### Given task
Can you copy the section of the passage below on where life might be found, from "If any place" up to and including "cheap and easy.", word for word?

### Provided passage
==*==
Bzzt. Sorry, the more sensible response is: the conditions for complex
are exceedingly rare in the universe. And given that earth had to be in
the right part of the right kind of solar system, with the right kind
of satellite, and the right kind of star, and the right planetary
companions, in the right part of the right type of galaxy, in the right
cluster of galaxies, of the right age, in a universe with the correct
laws and constants-well if I were taking bets on the next most likely
place to find life, I'd look first at earth's nearest neighbors,
reckoning that they are closest to being in the habitable zone. If I
can't live at the oasis, I'll settle for being within walking distance.

This is on a par with saying that, if the upstairs refrigerator is full
(but not of ice cream), the best place to store ice cream (or look for
it) would be the oven, not the basement freezer, since the oven is
closer.


If any place other than earth should have life, it should be Mars. If
Mars has primitive life (that didn't originate on earth-that would
have to be ruled out) then it is because of its proximity to a favored
location in the universe-not a sign that life is cheap and easy.
==*==
### Information given
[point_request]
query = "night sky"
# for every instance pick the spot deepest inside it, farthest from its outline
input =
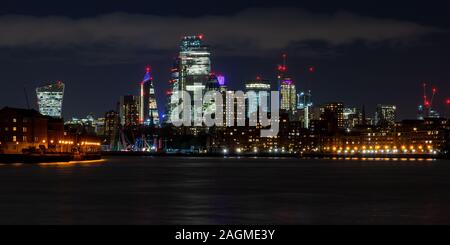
(365, 52)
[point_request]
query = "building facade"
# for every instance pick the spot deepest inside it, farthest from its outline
(50, 99)
(148, 106)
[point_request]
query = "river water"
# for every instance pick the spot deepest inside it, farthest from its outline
(181, 190)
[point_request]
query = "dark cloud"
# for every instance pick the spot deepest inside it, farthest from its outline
(243, 33)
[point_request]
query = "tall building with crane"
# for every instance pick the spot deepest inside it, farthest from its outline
(287, 88)
(426, 110)
(148, 106)
(190, 72)
(50, 99)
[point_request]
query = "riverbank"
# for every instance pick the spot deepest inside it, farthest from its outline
(284, 155)
(46, 158)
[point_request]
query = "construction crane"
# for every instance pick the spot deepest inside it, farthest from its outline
(426, 110)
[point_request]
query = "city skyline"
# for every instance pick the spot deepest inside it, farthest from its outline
(376, 65)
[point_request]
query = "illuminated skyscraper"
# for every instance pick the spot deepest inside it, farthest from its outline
(191, 71)
(50, 99)
(286, 87)
(385, 115)
(129, 110)
(148, 107)
(333, 115)
(288, 94)
(261, 88)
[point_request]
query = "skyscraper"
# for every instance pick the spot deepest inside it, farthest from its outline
(148, 107)
(288, 93)
(129, 110)
(286, 87)
(385, 115)
(191, 72)
(333, 115)
(50, 99)
(261, 88)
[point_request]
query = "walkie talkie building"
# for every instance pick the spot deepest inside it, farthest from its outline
(50, 99)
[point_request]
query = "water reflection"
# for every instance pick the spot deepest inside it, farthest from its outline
(151, 190)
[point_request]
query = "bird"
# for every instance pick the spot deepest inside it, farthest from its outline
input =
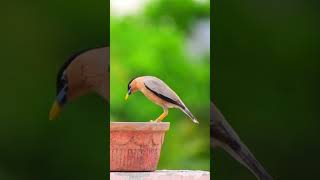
(84, 72)
(222, 135)
(160, 93)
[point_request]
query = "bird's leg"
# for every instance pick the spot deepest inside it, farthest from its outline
(163, 115)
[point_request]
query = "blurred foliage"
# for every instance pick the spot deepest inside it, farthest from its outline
(266, 82)
(141, 45)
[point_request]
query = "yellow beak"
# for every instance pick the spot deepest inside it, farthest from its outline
(55, 110)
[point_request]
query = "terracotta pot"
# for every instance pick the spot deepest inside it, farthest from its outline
(136, 146)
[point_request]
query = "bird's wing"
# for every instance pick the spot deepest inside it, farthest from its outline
(95, 71)
(223, 135)
(162, 90)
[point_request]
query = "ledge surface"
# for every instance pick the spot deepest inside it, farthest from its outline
(161, 175)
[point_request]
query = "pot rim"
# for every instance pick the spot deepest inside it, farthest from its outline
(139, 126)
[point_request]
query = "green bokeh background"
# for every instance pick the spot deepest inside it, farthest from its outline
(153, 42)
(37, 37)
(266, 81)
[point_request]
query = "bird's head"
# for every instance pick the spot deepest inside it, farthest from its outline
(133, 86)
(69, 83)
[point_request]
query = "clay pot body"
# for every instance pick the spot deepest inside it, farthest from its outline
(136, 146)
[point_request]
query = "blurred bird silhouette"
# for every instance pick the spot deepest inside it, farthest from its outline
(222, 135)
(160, 93)
(84, 72)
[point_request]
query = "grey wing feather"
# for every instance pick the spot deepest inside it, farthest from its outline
(162, 88)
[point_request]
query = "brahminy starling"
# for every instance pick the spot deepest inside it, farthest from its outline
(84, 72)
(223, 135)
(160, 93)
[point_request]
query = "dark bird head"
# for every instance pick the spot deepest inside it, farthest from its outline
(133, 86)
(84, 72)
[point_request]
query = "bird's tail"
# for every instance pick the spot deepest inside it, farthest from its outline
(223, 135)
(189, 114)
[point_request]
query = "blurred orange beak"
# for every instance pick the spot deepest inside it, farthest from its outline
(55, 111)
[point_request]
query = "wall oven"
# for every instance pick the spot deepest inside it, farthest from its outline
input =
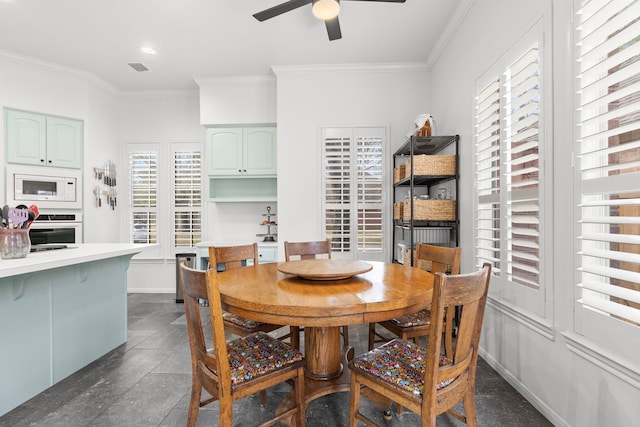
(56, 228)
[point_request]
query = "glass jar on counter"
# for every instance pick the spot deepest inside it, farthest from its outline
(14, 243)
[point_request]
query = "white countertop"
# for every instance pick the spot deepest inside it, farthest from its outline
(233, 243)
(74, 254)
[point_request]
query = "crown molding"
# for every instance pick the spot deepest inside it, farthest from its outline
(350, 68)
(263, 79)
(57, 68)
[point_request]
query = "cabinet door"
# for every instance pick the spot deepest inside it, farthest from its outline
(64, 143)
(26, 138)
(224, 151)
(260, 151)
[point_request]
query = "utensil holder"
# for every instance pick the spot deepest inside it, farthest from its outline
==*==
### Solution for this exercise
If any place other than earth should have life, it should be Mars. If
Mars has primitive life (that didn't originate on earth-that would
have to be ruled out) then it is because of its proximity to a favored
location in the universe-not a sign that life is cheap and easy.